Source extract =>
** start **
Live album by Tony Bennett
- Released: June 28, 1994
- Recorded: April 12, 1994
- Venue: Sony Studios, New York City
- Genre: Vocal jazz
- Length: 70:35
- Label: Columbia
- Producer: David Kahne

Tony Bennett chronology
| Steppin' Out (1993) | MTV Unplugged (1994) | Here's to the Ladies (1995) |

= MTV Unplugged (Tony Bennett album) =

MTV Unplugged is a live album by Tony Bennett that was released in 1994. Backed by the Ralph Sharon Trio, Bennett appeared on the TV show MTV Unplugged to showcase the Great American Songbook with guest appearances by Elvis Costello and k.d. lang.
** end **
Prompt A => According to the album article, which group backed Bennett on MTV Unplugged?
The album article and the listing after it are unrelated material.

Dataset records =>
** start **
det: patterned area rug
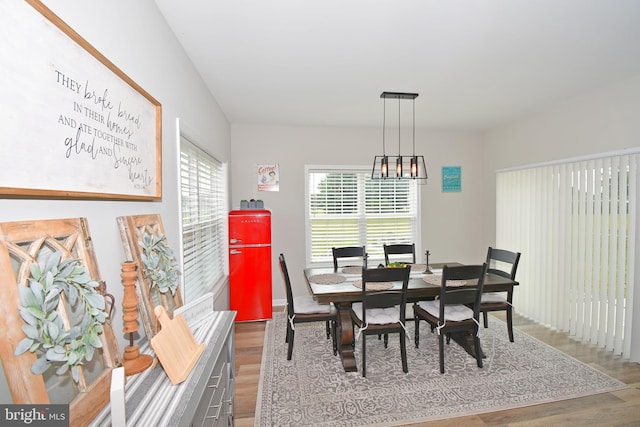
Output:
[255,313,626,427]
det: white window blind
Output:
[306,167,419,264]
[180,137,227,303]
[496,153,638,357]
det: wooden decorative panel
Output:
[118,214,182,340]
[0,218,120,426]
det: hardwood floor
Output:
[235,308,640,427]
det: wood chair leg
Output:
[284,319,291,343]
[473,331,482,368]
[360,334,367,377]
[400,331,409,374]
[331,321,338,356]
[507,306,513,342]
[438,334,444,374]
[287,328,296,360]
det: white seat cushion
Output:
[293,295,331,314]
[481,292,507,302]
[418,300,473,322]
[351,302,400,325]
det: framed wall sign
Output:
[442,166,462,193]
[0,0,162,200]
[258,165,280,191]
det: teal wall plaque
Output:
[442,166,462,193]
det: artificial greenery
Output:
[138,232,180,295]
[14,252,107,382]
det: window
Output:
[306,166,419,264]
[496,153,639,357]
[180,136,227,304]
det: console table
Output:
[90,311,235,427]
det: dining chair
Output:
[382,243,416,265]
[279,254,338,360]
[331,246,367,271]
[480,246,520,342]
[351,266,411,377]
[413,264,487,374]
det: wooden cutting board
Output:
[151,305,206,385]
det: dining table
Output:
[304,262,518,372]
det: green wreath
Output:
[138,232,180,295]
[14,252,107,382]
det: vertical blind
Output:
[180,137,227,303]
[496,153,639,358]
[306,167,419,263]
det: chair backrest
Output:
[486,246,520,280]
[440,263,487,320]
[278,254,295,317]
[331,246,367,271]
[362,266,411,323]
[382,243,416,265]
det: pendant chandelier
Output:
[371,92,428,183]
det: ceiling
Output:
[155,0,640,130]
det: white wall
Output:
[483,76,640,244]
[0,0,230,382]
[484,76,640,362]
[231,124,488,301]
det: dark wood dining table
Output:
[304,262,518,372]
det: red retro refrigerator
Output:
[229,209,272,322]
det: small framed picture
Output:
[258,165,280,191]
[442,166,462,193]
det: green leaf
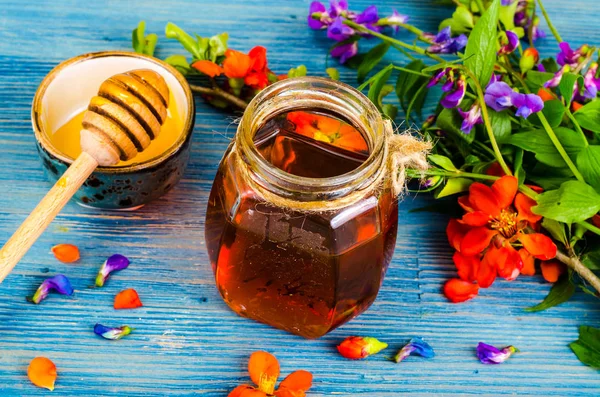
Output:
[525,277,575,312]
[556,73,583,108]
[436,109,475,143]
[506,127,586,168]
[356,41,390,83]
[435,178,473,199]
[208,32,229,62]
[489,110,512,143]
[465,0,500,87]
[367,64,394,111]
[165,22,205,60]
[165,55,191,76]
[396,60,429,118]
[525,70,554,93]
[530,99,566,128]
[581,248,600,270]
[325,68,340,80]
[577,145,600,193]
[575,99,600,134]
[531,181,600,223]
[542,218,567,245]
[569,325,600,369]
[131,21,146,54]
[427,154,458,172]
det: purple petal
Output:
[308,1,329,30]
[394,338,435,363]
[327,17,354,41]
[331,41,358,64]
[477,342,518,364]
[484,81,514,112]
[27,274,73,304]
[355,6,379,24]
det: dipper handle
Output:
[0,70,169,283]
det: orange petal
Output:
[540,261,567,283]
[444,278,479,303]
[52,244,79,263]
[519,233,556,260]
[114,288,143,309]
[477,246,501,288]
[227,385,267,397]
[192,60,223,77]
[248,351,279,394]
[460,227,498,256]
[452,251,481,282]
[27,357,57,391]
[469,182,502,216]
[279,370,312,391]
[461,211,490,226]
[519,248,535,276]
[515,193,542,225]
[446,219,469,251]
[492,175,519,208]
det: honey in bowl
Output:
[206,111,398,338]
[49,93,183,167]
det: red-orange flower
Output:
[444,176,556,302]
[192,59,223,77]
[228,351,312,397]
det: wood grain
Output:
[0,0,600,397]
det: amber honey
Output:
[49,94,183,167]
[206,111,397,338]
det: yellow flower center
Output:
[489,208,518,238]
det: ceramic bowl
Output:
[31,51,196,210]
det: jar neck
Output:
[235,77,387,202]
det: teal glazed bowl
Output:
[31,51,196,210]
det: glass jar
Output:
[205,77,398,338]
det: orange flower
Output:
[444,176,556,301]
[27,357,57,391]
[228,351,312,397]
[52,244,79,263]
[192,60,223,77]
[114,288,143,310]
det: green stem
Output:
[538,0,562,43]
[344,19,446,63]
[460,67,512,175]
[565,108,589,147]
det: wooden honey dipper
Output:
[0,69,169,282]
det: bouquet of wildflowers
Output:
[308,0,600,363]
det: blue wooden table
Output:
[0,0,600,397]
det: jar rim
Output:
[235,77,386,201]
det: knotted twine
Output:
[233,120,432,212]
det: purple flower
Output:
[308,1,331,30]
[394,338,435,363]
[440,76,467,109]
[386,8,408,33]
[427,68,451,88]
[512,92,544,119]
[27,274,73,305]
[423,26,467,54]
[458,105,483,135]
[484,81,514,112]
[327,17,354,41]
[94,324,133,340]
[96,254,129,287]
[323,0,348,18]
[331,41,358,64]
[477,342,519,364]
[498,30,519,55]
[575,62,600,99]
[544,65,571,88]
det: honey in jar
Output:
[205,78,398,338]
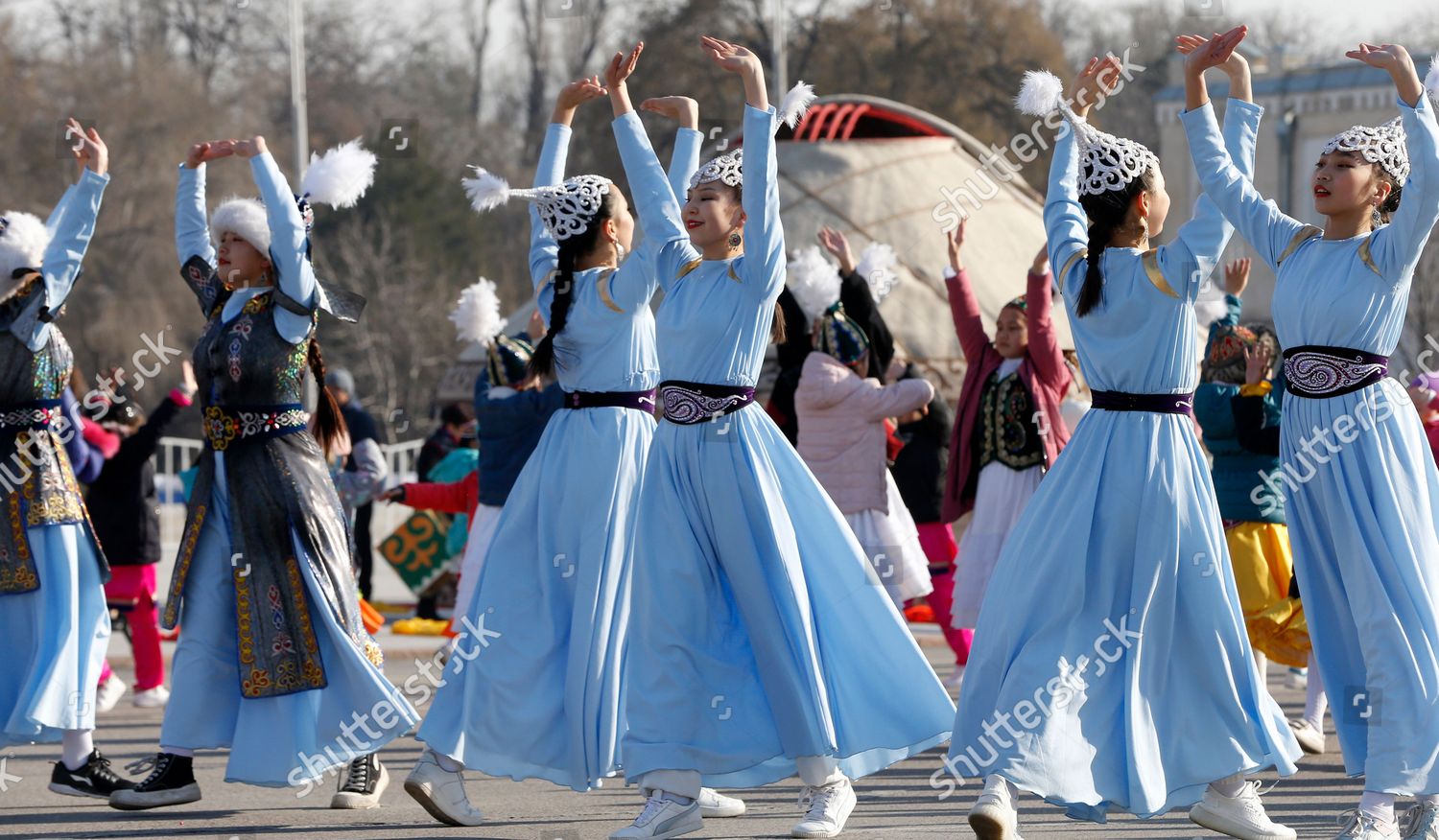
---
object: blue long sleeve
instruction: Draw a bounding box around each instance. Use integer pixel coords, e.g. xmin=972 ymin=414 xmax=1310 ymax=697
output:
xmin=250 ymin=152 xmax=318 ymax=344
xmin=1156 ymin=100 xmax=1263 ymax=301
xmin=11 ymin=169 xmax=109 ymax=353
xmin=740 ymin=105 xmax=786 ymax=301
xmin=1045 ymin=121 xmax=1090 ymax=293
xmin=1370 ymin=97 xmax=1439 ymax=282
xmin=612 ymin=111 xmax=696 ymax=311
xmin=176 ymin=164 xmax=215 ymax=267
xmin=1180 ymin=103 xmax=1306 ymax=270
xmin=530 ymin=123 xmax=572 ymax=291
xmin=670 ymin=128 xmax=705 ymax=207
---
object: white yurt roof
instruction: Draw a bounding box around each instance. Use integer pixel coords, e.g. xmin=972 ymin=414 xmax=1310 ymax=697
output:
xmin=436 ymin=94 xmax=1073 ymax=405
xmin=779 ymin=95 xmax=1073 ymax=397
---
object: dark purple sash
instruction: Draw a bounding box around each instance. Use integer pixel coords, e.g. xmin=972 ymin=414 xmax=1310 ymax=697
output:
xmin=564 ymin=390 xmax=655 ymax=414
xmin=1094 ymin=391 xmax=1194 ymax=414
xmin=659 ymin=380 xmax=754 ymax=426
xmin=1284 ymin=344 xmax=1389 ymax=400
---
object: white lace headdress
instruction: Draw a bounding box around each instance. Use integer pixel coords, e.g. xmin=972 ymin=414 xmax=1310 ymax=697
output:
xmin=1320 ymin=55 xmax=1439 ymax=186
xmin=690 ymin=82 xmax=814 ymax=190
xmin=1015 ymin=71 xmax=1160 ymax=196
xmin=463 ymin=167 xmax=612 ymax=242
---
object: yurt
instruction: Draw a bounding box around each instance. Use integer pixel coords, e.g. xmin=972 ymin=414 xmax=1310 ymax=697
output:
xmin=436 ymin=94 xmax=1073 ymax=403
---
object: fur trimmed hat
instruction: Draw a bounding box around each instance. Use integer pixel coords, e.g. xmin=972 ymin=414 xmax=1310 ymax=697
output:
xmin=0 ymin=210 xmax=51 ymax=301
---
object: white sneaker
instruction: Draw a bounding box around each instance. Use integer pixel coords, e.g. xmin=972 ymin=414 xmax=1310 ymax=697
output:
xmin=1399 ymin=803 xmax=1439 ymax=840
xmin=1334 ymin=810 xmax=1401 ymax=840
xmin=970 ymin=776 xmax=1022 ymax=840
xmin=1289 ymin=718 xmax=1324 ymax=756
xmin=130 ymin=687 xmax=170 ymax=710
xmin=1189 ymin=782 xmax=1298 ymax=840
xmin=405 ymin=747 xmax=485 ymax=826
xmin=790 ymin=779 xmax=855 ymax=837
xmin=610 ymin=794 xmax=705 ymax=840
xmin=696 ymin=788 xmax=744 ymax=820
xmin=95 ymin=673 xmax=126 ymax=712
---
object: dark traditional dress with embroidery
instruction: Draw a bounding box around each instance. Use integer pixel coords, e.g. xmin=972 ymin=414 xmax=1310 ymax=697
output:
xmin=160 ymin=154 xmax=417 ymax=787
xmin=0 ymin=170 xmax=109 ymax=747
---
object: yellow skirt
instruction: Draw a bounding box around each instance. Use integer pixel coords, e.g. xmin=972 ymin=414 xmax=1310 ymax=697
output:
xmin=1225 ymin=523 xmax=1309 ymax=667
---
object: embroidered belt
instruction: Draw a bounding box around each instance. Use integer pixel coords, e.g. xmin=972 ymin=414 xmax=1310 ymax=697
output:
xmin=0 ymin=400 xmax=60 ymax=433
xmin=203 ymin=403 xmax=310 ymax=452
xmin=1284 ymin=344 xmax=1389 ymax=400
xmin=1094 ymin=391 xmax=1194 ymax=414
xmin=659 ymin=380 xmax=754 ymax=426
xmin=564 ymin=388 xmax=655 ymax=414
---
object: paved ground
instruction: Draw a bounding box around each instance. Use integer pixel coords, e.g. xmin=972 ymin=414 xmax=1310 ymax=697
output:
xmin=0 ymin=627 xmax=1360 ymax=840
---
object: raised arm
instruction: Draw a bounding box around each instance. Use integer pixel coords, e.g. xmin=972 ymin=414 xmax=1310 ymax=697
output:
xmin=944 ymin=219 xmax=990 ymax=364
xmin=236 ymin=137 xmax=316 ymax=314
xmin=1025 ymin=249 xmax=1071 ymax=393
xmin=1349 ymin=45 xmax=1439 ymax=281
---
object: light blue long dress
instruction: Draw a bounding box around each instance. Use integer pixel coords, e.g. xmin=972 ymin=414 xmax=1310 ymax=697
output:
xmin=419 ymin=124 xmax=699 ymax=791
xmin=1183 ymin=90 xmax=1439 ymax=794
xmin=0 ymin=170 xmax=109 ymax=747
xmin=615 ymin=101 xmax=953 ymax=787
xmin=947 ymin=100 xmax=1300 ymax=823
xmin=160 ymin=154 xmax=419 ymax=790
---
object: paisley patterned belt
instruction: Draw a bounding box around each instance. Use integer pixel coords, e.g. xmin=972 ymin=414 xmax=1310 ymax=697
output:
xmin=564 ymin=390 xmax=655 ymax=414
xmin=659 ymin=380 xmax=754 ymax=426
xmin=1094 ymin=391 xmax=1194 ymax=414
xmin=203 ymin=403 xmax=310 ymax=452
xmin=0 ymin=400 xmax=60 ymax=433
xmin=1284 ymin=344 xmax=1389 ymax=400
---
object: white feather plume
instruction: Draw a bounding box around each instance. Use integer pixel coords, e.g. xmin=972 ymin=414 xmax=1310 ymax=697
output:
xmin=451 ymin=278 xmax=507 ymax=344
xmin=460 ymin=167 xmax=509 ymax=213
xmin=299 ymin=138 xmax=379 ymax=207
xmin=789 ymin=245 xmax=839 ymax=322
xmin=1015 ymin=71 xmax=1065 ymax=117
xmin=780 ymin=82 xmax=814 ymax=129
xmin=855 ymin=242 xmax=900 ymax=304
xmin=1425 ymin=54 xmax=1439 ymax=108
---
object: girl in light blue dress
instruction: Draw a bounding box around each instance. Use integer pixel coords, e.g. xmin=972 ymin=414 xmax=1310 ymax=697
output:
xmin=935 ymin=42 xmax=1300 ymax=840
xmin=0 ymin=120 xmax=132 ymax=799
xmin=607 ymin=39 xmax=953 ymax=839
xmin=1183 ymin=33 xmax=1439 ymax=840
xmin=405 ymin=80 xmax=743 ymax=826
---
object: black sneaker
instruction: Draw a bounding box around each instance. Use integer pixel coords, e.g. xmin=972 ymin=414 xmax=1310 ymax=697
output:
xmin=330 ymin=753 xmax=390 ymax=808
xmin=109 ymin=753 xmax=201 ymax=811
xmin=51 ymin=750 xmax=135 ymax=800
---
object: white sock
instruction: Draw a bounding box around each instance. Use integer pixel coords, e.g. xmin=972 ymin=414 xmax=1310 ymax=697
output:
xmin=60 ymin=730 xmax=95 ymax=770
xmin=1209 ymin=773 xmax=1245 ymax=799
xmin=984 ymin=773 xmax=1019 ymax=803
xmin=1358 ymin=791 xmax=1395 ymax=828
xmin=794 ymin=756 xmax=845 ymax=787
xmin=1304 ymin=653 xmax=1330 ymax=733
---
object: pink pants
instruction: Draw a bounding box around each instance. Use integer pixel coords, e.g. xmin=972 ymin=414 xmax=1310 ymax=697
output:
xmin=920 ymin=523 xmax=975 ymax=665
xmin=100 ymin=564 xmax=166 ymax=692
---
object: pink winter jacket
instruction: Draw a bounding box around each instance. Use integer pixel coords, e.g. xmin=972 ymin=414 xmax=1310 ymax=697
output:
xmin=940 ymin=270 xmax=1071 ymax=523
xmin=794 ymin=351 xmax=934 ymax=514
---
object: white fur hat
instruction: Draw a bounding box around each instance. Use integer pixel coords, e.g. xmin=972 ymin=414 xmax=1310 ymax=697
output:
xmin=210 ymin=138 xmax=379 ymax=255
xmin=210 ymin=196 xmax=270 ymax=255
xmin=0 ymin=210 xmax=51 ymax=301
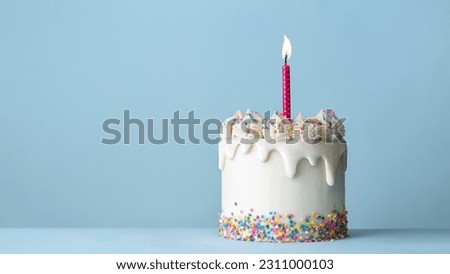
** end **
Prompt B => In the listing, rescale the part that opens with the line containing "det: teal glazed bowl" and closes with the line containing "[205,78,398,338]", both lines included. Multiply every bounding-box coordinate by 1.75 and round to whole numbers with halves rounded up, then give all lines of that part and nothing else.

Expected output A => The Ralph Sharon Trio backed him.

Expected output B =>
det: teal glazed bowl
Output:
[54,89,343,368]
det: glass jar
Output:
[359,135,697,592]
det: orange flower
Output:
[777,308,973,527]
[47,625,100,684]
[399,614,546,695]
[91,427,138,460]
[336,105,390,135]
[200,504,250,543]
det: green stem
Output:
[942,0,984,75]
[602,33,781,110]
[805,117,896,306]
[989,189,1031,257]
det: wooden honey dipper
Output:
[0,121,296,494]
det: bouquet of wildflowers
Output:
[539,0,1050,635]
det: blue wooden table
Output:
[0,0,1050,695]
det: jar rim
Output:
[411,135,676,352]
det: knotted twine
Output:
[408,210,756,371]
det: purple flower
Output:
[539,2,579,53]
[690,592,761,635]
[770,133,817,191]
[676,14,714,58]
[747,119,789,154]
[896,161,952,208]
[47,480,128,534]
[740,46,817,95]
[802,184,845,236]
[847,142,900,196]
[572,30,620,72]
[165,567,233,595]
[168,445,226,502]
[565,0,609,32]
[579,72,627,112]
[835,599,908,637]
[872,53,908,96]
[1006,109,1050,173]
[952,114,999,154]
det: honey in jar
Output:
[359,137,697,592]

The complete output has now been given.